Data formats

1. Stand-alone tables

Mirador allows the upload of Comma-Separated Values (CSV), and Tab-Separated Values (TSV) files. Tables stored in the Open Document Spreadsheet (ODS) format are supported as well. When selecting these types of files, Mirador will interpret each column as a variable, and each row as an individual data record holding a value for each variable. Missing values are allowed in the table, and identified by the "?" character. When conducting analysis, Mirador will do pairwise deletion of records with missing values. That is, when generating a plot or evaluating the association between variables X and Y, records that have a missing value in either the X column or the Y column will be ignored.

2. Data types

Each column or variable must have specific data types to be properly read by Mirador. The data types supported are the following:

  • Category: this type is used to characterize ordinal or nominal variables such as gender, martial status, etc.
  • Integer: whole numbers between -2^31 and 2^31 - 1 (-2,147,483,648 and 2,147,483,647)
══════════
◆ Task to complete
Summarize the data formats text in two sentences. The listing after this text is separate material and has no connection to it.

◆ Data below
══════════
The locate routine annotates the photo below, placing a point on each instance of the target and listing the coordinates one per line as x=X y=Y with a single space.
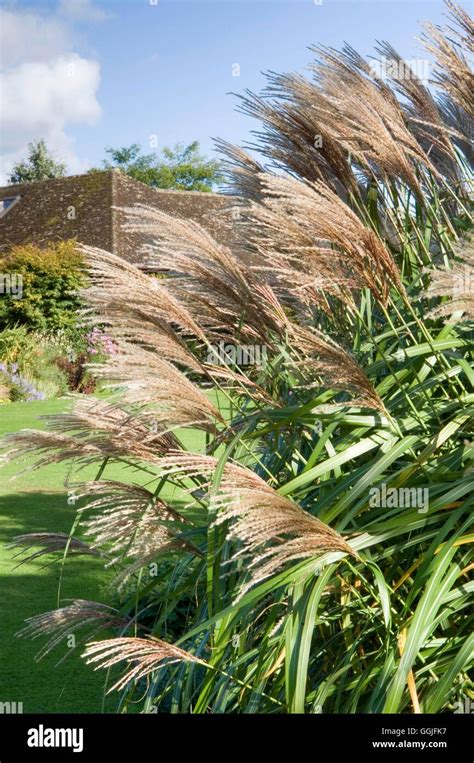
══════════
◆ The completed task
Mirador accepts CSV, TSV, and ODS tables, reading each column as a variable and each row as a data record, with missing values marked by "?" and handled through pairwise deletion during analysis. Each column must have a specific data type to be read properly, such as Category for ordinal or nominal variables or Integer for whole numbers.